Raw records:
※ ※ ※

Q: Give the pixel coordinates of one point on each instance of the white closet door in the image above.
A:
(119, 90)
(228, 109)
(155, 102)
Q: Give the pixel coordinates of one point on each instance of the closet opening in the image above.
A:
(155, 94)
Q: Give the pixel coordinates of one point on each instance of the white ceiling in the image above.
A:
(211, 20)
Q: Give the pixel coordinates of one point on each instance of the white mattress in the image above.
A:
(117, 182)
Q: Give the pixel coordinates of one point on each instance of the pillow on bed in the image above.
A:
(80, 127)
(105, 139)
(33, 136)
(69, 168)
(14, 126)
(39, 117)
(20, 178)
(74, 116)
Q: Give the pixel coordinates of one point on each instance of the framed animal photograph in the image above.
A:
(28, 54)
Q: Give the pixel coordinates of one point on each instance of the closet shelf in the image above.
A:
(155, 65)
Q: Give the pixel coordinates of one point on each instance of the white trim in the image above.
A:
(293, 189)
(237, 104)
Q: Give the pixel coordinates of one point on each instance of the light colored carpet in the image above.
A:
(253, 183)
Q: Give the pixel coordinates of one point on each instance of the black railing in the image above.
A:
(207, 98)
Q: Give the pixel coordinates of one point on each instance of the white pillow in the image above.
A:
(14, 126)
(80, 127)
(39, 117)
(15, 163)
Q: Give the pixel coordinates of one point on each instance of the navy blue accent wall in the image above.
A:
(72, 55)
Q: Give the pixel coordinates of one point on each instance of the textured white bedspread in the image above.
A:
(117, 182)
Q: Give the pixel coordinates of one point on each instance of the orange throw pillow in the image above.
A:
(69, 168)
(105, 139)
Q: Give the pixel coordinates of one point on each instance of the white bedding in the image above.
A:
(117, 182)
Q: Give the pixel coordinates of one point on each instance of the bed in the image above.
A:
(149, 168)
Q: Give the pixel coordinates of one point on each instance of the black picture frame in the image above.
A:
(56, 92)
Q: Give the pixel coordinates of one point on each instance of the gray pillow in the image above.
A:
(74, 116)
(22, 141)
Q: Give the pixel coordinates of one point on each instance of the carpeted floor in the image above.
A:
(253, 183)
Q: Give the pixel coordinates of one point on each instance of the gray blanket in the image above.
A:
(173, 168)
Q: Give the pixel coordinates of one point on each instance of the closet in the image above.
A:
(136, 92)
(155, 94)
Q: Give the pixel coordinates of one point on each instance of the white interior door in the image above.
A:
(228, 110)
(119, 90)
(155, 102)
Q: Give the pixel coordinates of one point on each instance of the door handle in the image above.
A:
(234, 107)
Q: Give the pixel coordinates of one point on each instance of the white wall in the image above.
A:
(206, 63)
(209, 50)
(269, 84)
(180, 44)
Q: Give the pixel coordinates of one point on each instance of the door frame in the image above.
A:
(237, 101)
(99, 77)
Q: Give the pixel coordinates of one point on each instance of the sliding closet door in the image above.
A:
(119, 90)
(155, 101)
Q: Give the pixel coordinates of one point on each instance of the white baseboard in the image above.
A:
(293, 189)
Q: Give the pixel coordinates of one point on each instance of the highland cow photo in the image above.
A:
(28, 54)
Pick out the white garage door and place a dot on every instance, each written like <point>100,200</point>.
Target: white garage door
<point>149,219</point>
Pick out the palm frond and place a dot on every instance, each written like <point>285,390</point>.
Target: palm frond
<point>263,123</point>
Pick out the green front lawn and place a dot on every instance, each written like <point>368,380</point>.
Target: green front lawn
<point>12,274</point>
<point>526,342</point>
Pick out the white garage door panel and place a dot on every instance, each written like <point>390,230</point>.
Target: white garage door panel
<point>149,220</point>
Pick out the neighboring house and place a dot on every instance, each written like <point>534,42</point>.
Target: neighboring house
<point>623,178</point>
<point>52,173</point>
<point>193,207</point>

※ ※ ※

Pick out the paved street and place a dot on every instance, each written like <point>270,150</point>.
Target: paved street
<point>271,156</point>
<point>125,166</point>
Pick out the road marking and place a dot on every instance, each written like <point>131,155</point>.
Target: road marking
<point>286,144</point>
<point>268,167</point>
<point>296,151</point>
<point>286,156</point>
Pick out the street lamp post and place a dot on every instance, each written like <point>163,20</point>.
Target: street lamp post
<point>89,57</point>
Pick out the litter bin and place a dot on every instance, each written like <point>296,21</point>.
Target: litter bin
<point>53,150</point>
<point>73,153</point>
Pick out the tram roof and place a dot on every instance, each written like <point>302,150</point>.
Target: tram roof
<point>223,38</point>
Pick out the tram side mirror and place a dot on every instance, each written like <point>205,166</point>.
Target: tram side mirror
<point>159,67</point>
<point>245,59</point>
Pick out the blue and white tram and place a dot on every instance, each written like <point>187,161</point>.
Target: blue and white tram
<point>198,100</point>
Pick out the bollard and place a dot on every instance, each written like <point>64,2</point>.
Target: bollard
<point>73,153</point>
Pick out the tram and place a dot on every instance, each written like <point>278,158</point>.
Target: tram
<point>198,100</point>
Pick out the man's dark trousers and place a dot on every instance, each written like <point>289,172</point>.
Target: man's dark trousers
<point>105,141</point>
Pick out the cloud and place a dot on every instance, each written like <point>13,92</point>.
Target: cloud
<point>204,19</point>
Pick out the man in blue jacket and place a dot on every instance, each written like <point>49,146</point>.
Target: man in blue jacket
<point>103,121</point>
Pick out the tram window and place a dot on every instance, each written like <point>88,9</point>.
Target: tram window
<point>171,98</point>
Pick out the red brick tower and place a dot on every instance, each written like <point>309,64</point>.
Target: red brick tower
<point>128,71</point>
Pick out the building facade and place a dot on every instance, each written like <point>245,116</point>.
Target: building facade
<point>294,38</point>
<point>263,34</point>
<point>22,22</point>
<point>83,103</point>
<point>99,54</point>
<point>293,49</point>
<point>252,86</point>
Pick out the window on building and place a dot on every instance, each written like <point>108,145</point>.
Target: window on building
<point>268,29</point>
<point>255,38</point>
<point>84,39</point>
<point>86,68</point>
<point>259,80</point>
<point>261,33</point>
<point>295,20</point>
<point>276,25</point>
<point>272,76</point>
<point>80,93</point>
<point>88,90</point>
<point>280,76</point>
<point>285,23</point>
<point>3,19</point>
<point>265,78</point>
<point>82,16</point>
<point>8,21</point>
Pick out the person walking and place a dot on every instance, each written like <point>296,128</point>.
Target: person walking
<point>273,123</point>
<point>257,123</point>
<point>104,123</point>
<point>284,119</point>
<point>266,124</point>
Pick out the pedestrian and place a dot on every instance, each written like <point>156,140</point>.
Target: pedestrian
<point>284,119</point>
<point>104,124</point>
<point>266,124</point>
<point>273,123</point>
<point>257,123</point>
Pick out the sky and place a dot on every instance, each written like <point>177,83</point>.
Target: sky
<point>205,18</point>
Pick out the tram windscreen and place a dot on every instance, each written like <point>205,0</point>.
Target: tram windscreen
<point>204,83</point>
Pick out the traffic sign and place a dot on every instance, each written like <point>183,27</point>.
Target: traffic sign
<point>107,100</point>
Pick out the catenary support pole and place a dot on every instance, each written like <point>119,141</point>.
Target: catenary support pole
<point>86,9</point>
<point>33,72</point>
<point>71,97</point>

※ ※ ※

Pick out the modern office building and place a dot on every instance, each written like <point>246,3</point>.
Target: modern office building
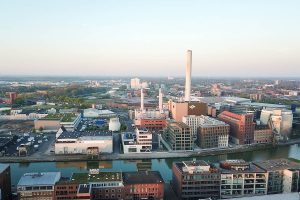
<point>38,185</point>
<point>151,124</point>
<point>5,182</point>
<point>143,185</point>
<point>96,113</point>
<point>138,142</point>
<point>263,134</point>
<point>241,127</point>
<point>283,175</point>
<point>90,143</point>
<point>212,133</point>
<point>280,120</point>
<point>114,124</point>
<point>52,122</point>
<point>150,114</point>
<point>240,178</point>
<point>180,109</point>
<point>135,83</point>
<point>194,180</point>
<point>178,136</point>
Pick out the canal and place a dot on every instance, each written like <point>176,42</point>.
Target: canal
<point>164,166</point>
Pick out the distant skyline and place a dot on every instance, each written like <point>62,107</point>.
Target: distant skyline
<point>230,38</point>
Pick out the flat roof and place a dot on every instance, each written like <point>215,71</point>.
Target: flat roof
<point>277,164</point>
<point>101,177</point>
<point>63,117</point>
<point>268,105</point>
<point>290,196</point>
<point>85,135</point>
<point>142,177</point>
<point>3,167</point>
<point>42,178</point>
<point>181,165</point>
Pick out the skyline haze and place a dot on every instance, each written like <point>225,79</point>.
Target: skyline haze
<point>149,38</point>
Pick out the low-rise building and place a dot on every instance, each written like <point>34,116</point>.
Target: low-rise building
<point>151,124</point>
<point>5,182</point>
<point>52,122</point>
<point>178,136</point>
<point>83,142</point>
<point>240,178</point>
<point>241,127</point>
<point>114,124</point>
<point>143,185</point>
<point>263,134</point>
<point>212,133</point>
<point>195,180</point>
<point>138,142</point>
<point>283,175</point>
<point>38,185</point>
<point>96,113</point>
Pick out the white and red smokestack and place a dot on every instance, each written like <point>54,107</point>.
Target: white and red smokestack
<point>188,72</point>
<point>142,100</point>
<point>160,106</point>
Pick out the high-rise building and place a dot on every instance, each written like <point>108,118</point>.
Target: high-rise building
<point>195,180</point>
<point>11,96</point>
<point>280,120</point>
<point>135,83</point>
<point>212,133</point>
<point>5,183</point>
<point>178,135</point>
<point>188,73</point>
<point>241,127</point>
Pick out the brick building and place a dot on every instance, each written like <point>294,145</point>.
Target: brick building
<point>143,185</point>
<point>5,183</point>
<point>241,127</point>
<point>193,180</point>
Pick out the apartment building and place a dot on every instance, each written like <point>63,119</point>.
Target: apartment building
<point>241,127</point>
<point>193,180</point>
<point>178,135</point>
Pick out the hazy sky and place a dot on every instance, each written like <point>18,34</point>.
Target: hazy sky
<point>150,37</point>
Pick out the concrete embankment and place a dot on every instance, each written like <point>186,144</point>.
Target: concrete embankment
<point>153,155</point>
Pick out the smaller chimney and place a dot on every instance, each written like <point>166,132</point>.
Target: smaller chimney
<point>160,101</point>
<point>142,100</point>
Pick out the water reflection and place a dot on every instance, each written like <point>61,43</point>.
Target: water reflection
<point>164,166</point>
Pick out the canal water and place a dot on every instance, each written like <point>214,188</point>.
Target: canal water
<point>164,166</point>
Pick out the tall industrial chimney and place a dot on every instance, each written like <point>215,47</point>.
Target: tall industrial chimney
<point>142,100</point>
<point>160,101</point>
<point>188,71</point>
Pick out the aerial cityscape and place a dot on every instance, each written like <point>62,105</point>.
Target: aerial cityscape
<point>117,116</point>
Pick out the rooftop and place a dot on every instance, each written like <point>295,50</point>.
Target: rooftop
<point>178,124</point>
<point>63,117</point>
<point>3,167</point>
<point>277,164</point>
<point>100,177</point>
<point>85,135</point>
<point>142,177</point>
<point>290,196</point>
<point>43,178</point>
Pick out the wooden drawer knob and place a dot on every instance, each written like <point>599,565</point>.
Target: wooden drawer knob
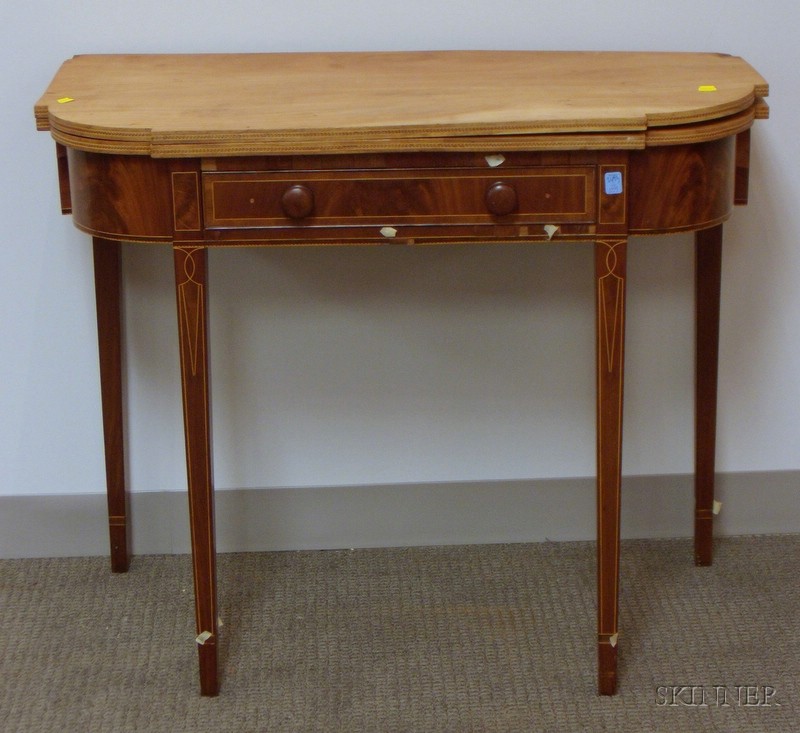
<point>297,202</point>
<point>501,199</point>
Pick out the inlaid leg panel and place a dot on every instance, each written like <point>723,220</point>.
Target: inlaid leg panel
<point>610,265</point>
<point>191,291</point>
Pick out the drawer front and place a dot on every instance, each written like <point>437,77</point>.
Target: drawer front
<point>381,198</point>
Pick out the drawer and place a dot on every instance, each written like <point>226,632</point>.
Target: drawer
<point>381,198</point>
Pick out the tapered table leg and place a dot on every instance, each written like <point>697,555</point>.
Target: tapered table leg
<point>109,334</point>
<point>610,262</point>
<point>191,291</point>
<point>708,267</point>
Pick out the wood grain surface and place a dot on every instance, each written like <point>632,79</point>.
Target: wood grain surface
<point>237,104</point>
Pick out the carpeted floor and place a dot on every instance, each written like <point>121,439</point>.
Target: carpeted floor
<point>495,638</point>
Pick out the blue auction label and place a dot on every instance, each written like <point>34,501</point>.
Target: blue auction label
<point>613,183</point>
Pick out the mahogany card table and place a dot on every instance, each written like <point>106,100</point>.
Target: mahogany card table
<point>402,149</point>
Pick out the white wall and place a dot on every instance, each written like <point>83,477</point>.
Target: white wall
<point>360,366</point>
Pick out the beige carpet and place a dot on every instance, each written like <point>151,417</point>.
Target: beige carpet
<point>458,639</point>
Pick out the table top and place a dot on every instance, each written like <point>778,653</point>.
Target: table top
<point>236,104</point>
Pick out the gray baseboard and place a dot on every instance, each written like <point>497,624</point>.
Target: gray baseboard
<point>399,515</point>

※ ※ ※

▶ [Exercise description]: Copy out, unchanged, the lines of the records that begin at the line containing "Pick out the road" and end with the line containing "<point>286,156</point>", including both of those lines.

▶ [Result of the task]:
Pick out the road marking and place a dot on every instance, each written like <point>131,155</point>.
Target: road marking
<point>286,144</point>
<point>268,167</point>
<point>296,151</point>
<point>286,156</point>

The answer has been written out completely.